Data supplied below:
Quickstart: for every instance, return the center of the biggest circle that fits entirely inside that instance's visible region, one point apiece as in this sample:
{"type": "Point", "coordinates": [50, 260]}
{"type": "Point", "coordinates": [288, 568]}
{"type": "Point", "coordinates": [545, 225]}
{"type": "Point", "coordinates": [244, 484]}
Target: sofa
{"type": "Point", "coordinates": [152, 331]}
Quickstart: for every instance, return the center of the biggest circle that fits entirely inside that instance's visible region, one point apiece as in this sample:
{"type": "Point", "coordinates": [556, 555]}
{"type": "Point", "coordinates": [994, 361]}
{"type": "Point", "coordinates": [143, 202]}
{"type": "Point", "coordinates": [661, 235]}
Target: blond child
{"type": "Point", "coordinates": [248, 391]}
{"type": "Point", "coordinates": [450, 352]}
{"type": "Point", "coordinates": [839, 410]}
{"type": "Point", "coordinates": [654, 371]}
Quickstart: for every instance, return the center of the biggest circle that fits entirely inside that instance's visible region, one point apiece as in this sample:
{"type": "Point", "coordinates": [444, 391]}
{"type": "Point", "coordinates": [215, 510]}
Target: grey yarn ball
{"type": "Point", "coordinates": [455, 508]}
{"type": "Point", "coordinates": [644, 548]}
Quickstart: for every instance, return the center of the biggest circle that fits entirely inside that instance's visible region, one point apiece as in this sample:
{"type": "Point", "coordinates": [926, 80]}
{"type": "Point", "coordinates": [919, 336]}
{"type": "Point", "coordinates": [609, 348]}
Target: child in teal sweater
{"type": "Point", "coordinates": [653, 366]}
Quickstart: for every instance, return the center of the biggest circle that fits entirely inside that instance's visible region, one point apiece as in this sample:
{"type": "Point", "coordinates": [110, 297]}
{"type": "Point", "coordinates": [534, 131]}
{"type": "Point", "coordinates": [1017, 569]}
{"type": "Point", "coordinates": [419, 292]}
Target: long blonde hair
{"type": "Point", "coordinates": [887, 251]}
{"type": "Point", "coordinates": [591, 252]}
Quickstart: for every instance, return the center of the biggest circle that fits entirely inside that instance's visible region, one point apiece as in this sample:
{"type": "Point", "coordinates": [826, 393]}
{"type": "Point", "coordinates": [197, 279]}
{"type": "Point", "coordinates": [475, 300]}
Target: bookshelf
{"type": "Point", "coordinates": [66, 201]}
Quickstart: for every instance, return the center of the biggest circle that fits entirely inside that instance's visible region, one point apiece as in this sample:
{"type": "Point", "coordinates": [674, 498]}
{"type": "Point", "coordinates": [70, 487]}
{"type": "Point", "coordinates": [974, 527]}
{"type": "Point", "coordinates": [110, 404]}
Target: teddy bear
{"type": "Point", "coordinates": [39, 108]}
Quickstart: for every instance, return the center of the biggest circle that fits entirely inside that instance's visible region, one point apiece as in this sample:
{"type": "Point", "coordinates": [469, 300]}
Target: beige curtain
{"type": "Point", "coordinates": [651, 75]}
End of Data supplied.
Work to complete:
Reply with the complete data above, every character as it stands.

Finished task:
Quickstart: for every instance, return the center of the biggest circle that fits entirely inside that instance's visible region, one point apiece as in this sample:
{"type": "Point", "coordinates": [50, 260]}
{"type": "Point", "coordinates": [288, 568]}
{"type": "Point", "coordinates": [545, 225]}
{"type": "Point", "coordinates": [244, 484]}
Target: sofa
{"type": "Point", "coordinates": [152, 331]}
Quickstart: for every instance, return the center of the biggest circle that fits entirely inside that instance's visible region, one point apiece as in this sample:
{"type": "Point", "coordinates": [556, 555]}
{"type": "Point", "coordinates": [994, 361]}
{"type": "Point", "coordinates": [143, 202]}
{"type": "Point", "coordinates": [661, 235]}
Target: blond child
{"type": "Point", "coordinates": [248, 391]}
{"type": "Point", "coordinates": [450, 352]}
{"type": "Point", "coordinates": [839, 410]}
{"type": "Point", "coordinates": [654, 371]}
Quickstart: for every instance, return the center of the biggest circle that fits entirely inside that instance's visible region, one point apiece as in this sample:
{"type": "Point", "coordinates": [444, 391]}
{"type": "Point", "coordinates": [215, 510]}
Target: grey yarn ball
{"type": "Point", "coordinates": [455, 508]}
{"type": "Point", "coordinates": [644, 548]}
Quickstart: for every instance, return the center of the biggest circle that fits entirely inside that instance's visible region, one point apiece as in this sample:
{"type": "Point", "coordinates": [926, 80]}
{"type": "Point", "coordinates": [919, 336]}
{"type": "Point", "coordinates": [609, 348]}
Target: child in teal sweater
{"type": "Point", "coordinates": [653, 366]}
Quickstart: for every instance, return the center of the biggest circle that fits entirely inside that instance's visible region, one point apiece as in this sample:
{"type": "Point", "coordinates": [110, 297]}
{"type": "Point", "coordinates": [534, 131]}
{"type": "Point", "coordinates": [1017, 569]}
{"type": "Point", "coordinates": [419, 292]}
Target: long blonde hair
{"type": "Point", "coordinates": [887, 251]}
{"type": "Point", "coordinates": [591, 252]}
Quickstart: for every instance, return the center of the biggest circle that fits entirely inside that instance's visible region, one point apiece as in this sample:
{"type": "Point", "coordinates": [826, 393]}
{"type": "Point", "coordinates": [197, 279]}
{"type": "Point", "coordinates": [475, 300]}
Target: bookshelf
{"type": "Point", "coordinates": [66, 201]}
Quickstart: for every instance, return the center of the biggest circle that fits entirely inside that instance's visible region, one point apiece as in this sample:
{"type": "Point", "coordinates": [674, 498]}
{"type": "Point", "coordinates": [70, 487]}
{"type": "Point", "coordinates": [974, 527]}
{"type": "Point", "coordinates": [110, 404]}
Target: teddy bear
{"type": "Point", "coordinates": [39, 108]}
Quickstart: for every instance, return the center of the biggest circle that fits entirely inside that instance's visible region, one point apiece as in this sample:
{"type": "Point", "coordinates": [469, 300]}
Target: beige curtain
{"type": "Point", "coordinates": [651, 75]}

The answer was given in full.